### 記述課題 A
向島百花園の紹介文によると、ハギのトンネルの見ごろは例年いつごろか答えよ。

### 抜粋本文

┏━━

江戸時代に江戸の商人が「新梅屋敷」として創立したのが始まりという歴史ある花園。戦災により当時をしのぶものは石碑程度ですが、現在はやや小さいながらも野趣のある花園として人気があります。
秋に咲くハギのトンネルが有名ですが、四季にわたって花木や山野草などが咲きます。
園内はやや狭く、30分程度で一周できます。
特に順路はありません。このページでは主な見どころをエリアごとに紹介します。
庭門をくぐって園内に入りますが、その前に園内案内を見ておくと、どこに何が咲いているかわかります。山野草の中には目立たない花もあるので頼りになります。
庭門から御成座敷まで続く道は広場のようになっており、年配者が多い客層に合わせて、ベンチが多く置かれています。道の両側には早春にウメの花が見られます。
もともと梅屋敷と呼ばれていただけあり、園内には他にもウメが多く植えられています。
各季節に春・夏・秋の七草が植えられています。
園内は樹木が多く開放感はありませんが、その分自然な雰囲気です。
園路は道幅が広くて高低差も少ないので歩きやすく、ベンチも多数設置されています。
集会所などに利用される座敷で、落語などのイベント時にも利用されています。
建物前にはサクラやツツジ、ボタン、ハギなど様々な花が植えられています。
スカイツリーに近く、園内からでもその姿を望むことができます。ススキとスカイツリー、他ではなかなか得られない風景です。ただ、近隣の建物も目に入るのが残念。
自然風の池は園内の雰囲気とよく合っています。
スカイツリーが完成してからは、池からの景色が萩のトンネルに並ぶ名物になりました。
歴史を感じさせる文人たちの石碑。彼らも庭造りに協力したそうです。
大名によって造られた有名庭園とは異なる、庶民的な魅力を今に伝えています。
名物のハギのトンネル。見ごろは例年9月下旬ごろ。
特に日差しのある日はトンネルの内部がキラキラして美しいです。
和風の園芸植物や有用植物が多いのが向島百花園の大きな特徴です。
写真1枚目はクズの花、2枚目はミツバアケビ。それぞれの見ごろはクズの花が8月下旬頃、ミツバアケビは10月上旬ごろとなります。
梅干や甘酒などが人気の売店。時期や時間によっては開いてないこともあります。
場所
東京都墨田区東向島3−18−3
交通手段
■公共交通機関
東武鉄道「東向島」駅より徒歩8分。
京成電鉄「京成曳船」駅より徒歩13分。
都営バス『亀戸〜日暮里(里22)』で「百花園前」下車、徒歩3分。
■車
※駐車場なし。公共交通機関利用を推奨。
入場料・休館日・開園時間は下記URLを参照
URL:https://www.tokyo-park.or.jp/park/mukojima-hyakkaen/
庭園デザイン:★★★
素朴で自然な雰囲気の和風の花園。池の岸辺には石組がほとんどなく、築山もない平面的な構成。園路の幅も散策しやすいよう広めで、動線も直線的で分かりやすくなっています。東京都にある近隣の大名庭園(清澄庭園や六義園など)と雰囲気の違いを比較してみるのもよいかと思います。

┗━━

### 提供資料
┏━━

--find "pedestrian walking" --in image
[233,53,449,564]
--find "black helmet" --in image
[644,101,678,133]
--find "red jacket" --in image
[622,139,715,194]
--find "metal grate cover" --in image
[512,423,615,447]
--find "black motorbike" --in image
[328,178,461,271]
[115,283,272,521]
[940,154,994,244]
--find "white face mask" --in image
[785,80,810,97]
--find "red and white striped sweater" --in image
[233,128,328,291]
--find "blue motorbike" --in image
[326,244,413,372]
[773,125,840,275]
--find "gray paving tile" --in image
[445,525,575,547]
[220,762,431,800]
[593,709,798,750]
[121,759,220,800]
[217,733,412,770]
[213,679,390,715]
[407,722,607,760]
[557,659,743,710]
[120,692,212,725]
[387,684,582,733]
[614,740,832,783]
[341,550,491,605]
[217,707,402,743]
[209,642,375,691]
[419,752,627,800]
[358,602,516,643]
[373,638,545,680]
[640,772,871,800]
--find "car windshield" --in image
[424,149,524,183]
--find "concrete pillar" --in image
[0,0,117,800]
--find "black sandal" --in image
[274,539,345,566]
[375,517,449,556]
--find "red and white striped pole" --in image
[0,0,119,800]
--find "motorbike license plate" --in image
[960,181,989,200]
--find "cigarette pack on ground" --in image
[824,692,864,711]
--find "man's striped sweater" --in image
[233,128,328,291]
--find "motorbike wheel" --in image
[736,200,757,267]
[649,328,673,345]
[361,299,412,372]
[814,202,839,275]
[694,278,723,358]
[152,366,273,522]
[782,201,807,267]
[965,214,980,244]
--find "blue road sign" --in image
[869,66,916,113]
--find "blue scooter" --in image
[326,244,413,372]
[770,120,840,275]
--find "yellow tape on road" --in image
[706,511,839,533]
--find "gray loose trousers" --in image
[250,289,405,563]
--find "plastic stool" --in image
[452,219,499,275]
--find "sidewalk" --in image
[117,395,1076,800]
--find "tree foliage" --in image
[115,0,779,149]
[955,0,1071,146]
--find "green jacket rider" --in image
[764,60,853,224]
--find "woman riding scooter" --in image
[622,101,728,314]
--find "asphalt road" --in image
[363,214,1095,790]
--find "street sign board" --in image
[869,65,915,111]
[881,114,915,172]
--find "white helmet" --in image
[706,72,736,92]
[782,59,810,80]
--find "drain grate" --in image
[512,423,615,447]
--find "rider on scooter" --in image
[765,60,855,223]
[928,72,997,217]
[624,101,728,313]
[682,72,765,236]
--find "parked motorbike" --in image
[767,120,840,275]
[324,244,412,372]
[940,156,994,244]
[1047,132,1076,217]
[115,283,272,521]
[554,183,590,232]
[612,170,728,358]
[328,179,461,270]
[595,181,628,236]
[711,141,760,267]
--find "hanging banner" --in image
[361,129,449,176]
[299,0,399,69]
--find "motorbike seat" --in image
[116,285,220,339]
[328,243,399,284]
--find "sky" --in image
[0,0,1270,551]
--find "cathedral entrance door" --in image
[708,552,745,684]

┗━━

### 記述課題 B
上の項目のうち、「white」という文字列を含む行の数だけを答えよ。

### 完全な解答 A
例年9月下旬ごろ。

### 完全な解答 B
4